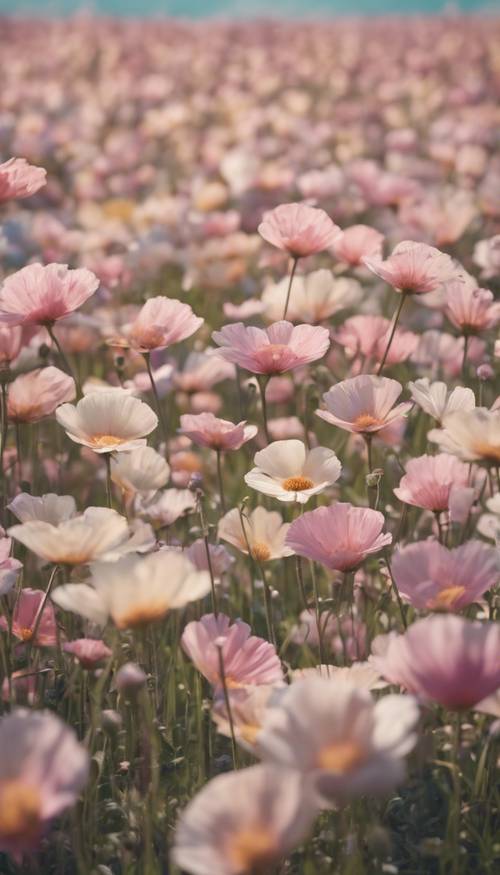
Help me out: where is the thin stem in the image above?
[215,450,226,513]
[283,256,299,319]
[45,324,82,398]
[377,292,408,376]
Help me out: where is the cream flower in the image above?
[245,440,341,504]
[56,389,158,453]
[52,550,210,629]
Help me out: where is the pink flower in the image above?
[0,158,47,204]
[335,315,420,370]
[446,280,500,334]
[257,204,340,258]
[63,638,113,669]
[212,321,330,374]
[126,295,203,352]
[394,453,469,513]
[180,413,258,451]
[0,264,99,325]
[332,225,384,267]
[392,541,500,611]
[370,616,500,710]
[316,374,412,434]
[363,240,456,295]
[181,614,283,688]
[0,708,89,858]
[286,502,392,571]
[0,587,57,647]
[7,366,76,422]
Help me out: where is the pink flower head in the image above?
[392,541,500,611]
[332,225,384,267]
[0,158,47,204]
[180,413,257,451]
[0,587,57,647]
[370,615,500,710]
[363,240,456,295]
[316,374,412,434]
[394,453,469,513]
[212,321,330,374]
[335,315,420,370]
[126,295,203,352]
[285,502,392,571]
[181,614,283,688]
[446,279,500,334]
[0,264,99,325]
[63,638,113,669]
[7,366,76,422]
[257,204,340,258]
[0,708,89,858]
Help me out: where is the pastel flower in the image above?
[257,203,340,258]
[316,374,412,434]
[172,765,316,875]
[217,507,293,562]
[258,675,419,806]
[394,453,469,513]
[7,366,76,422]
[212,321,330,375]
[0,264,99,325]
[52,550,210,629]
[179,413,258,452]
[63,638,113,670]
[363,240,456,295]
[56,392,158,453]
[125,295,203,352]
[392,541,500,611]
[0,587,57,647]
[262,268,361,325]
[0,158,47,204]
[331,225,384,267]
[427,407,500,466]
[245,440,341,504]
[0,708,90,857]
[370,615,500,711]
[408,377,476,422]
[286,502,392,571]
[181,614,283,689]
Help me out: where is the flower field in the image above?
[0,14,500,875]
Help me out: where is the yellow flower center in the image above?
[227,824,277,875]
[0,779,42,846]
[429,586,465,611]
[113,602,168,629]
[353,413,382,431]
[252,541,271,562]
[281,477,314,492]
[317,741,365,775]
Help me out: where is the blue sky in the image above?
[0,0,494,18]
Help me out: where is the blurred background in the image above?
[0,0,494,18]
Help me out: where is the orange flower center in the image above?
[281,477,314,492]
[252,541,271,562]
[353,413,382,431]
[317,741,365,775]
[0,779,42,846]
[227,824,277,875]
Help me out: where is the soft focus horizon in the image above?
[0,0,494,19]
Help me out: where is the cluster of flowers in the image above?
[0,12,500,875]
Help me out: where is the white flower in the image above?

^^^^

▸ **TASK TO CARRY OUT**:
Repeat all the items above, swapping "image" for "photo" and leaving everything else unaltered. Omit the pictures from your output.

▸ **TASK RESULT**:
Help me out: where is the thin stem in the photo above?
[215,450,226,513]
[283,256,299,319]
[45,324,82,398]
[377,292,408,376]
Help me out: where is the cream flower in the photo above?
[245,440,341,504]
[56,389,158,453]
[52,550,210,629]
Help me out: where is the pink flower in the photo above?
[0,158,47,204]
[335,315,420,370]
[446,280,500,334]
[257,204,340,258]
[63,638,113,669]
[212,321,330,374]
[126,295,203,352]
[394,453,469,513]
[180,413,258,451]
[0,264,99,325]
[332,225,384,267]
[392,541,500,611]
[370,616,500,710]
[316,374,412,434]
[363,240,456,295]
[181,614,283,688]
[0,708,89,858]
[286,502,392,571]
[0,587,57,647]
[7,366,76,422]
Help me out: where is the pink flower head in the photo above?
[392,541,500,611]
[332,225,384,267]
[0,158,47,204]
[180,413,257,451]
[0,587,57,647]
[370,615,500,710]
[363,240,456,295]
[316,374,412,434]
[394,453,469,513]
[212,321,330,374]
[335,315,420,370]
[126,295,203,352]
[285,502,392,571]
[181,614,283,688]
[446,279,500,334]
[0,264,99,325]
[63,638,113,669]
[7,366,76,422]
[257,204,340,258]
[0,708,89,858]
Help me out: where is the pastel flower in the photo above?
[257,203,340,258]
[316,374,412,434]
[172,765,316,875]
[217,507,293,562]
[258,675,419,806]
[394,453,469,513]
[7,366,76,422]
[212,321,330,375]
[0,264,99,325]
[52,550,210,629]
[179,413,258,452]
[63,638,113,670]
[363,240,456,295]
[56,392,158,453]
[125,295,203,352]
[392,541,500,611]
[0,587,57,647]
[262,268,361,325]
[0,158,47,204]
[331,225,384,267]
[427,407,500,466]
[245,440,341,504]
[0,708,90,857]
[370,615,500,711]
[408,377,476,422]
[286,502,392,571]
[181,614,283,689]
Help me out: where is the flower field in the photo above?
[0,14,500,875]
Help me out: where is the yellow flower center in the photo above?
[227,824,277,875]
[0,779,42,846]
[429,586,465,611]
[113,602,168,629]
[353,413,382,431]
[252,541,271,562]
[281,477,314,492]
[317,741,365,775]
Help me out: where is the blue sky in the photo above?
[0,0,494,18]
Help me out: where is the blurred background in the photo above?
[0,0,494,18]
Help me out: where is the orange flower center in the photo above?
[281,477,314,492]
[252,541,271,562]
[353,413,382,431]
[317,741,365,775]
[0,779,42,846]
[227,824,277,875]
Help me out: where is the soft focus horizon in the photo above?
[0,0,494,19]
Help me out: where is the cluster of flowers in the photo above?
[0,12,500,875]
Help me out: where is the white flower in the photo above?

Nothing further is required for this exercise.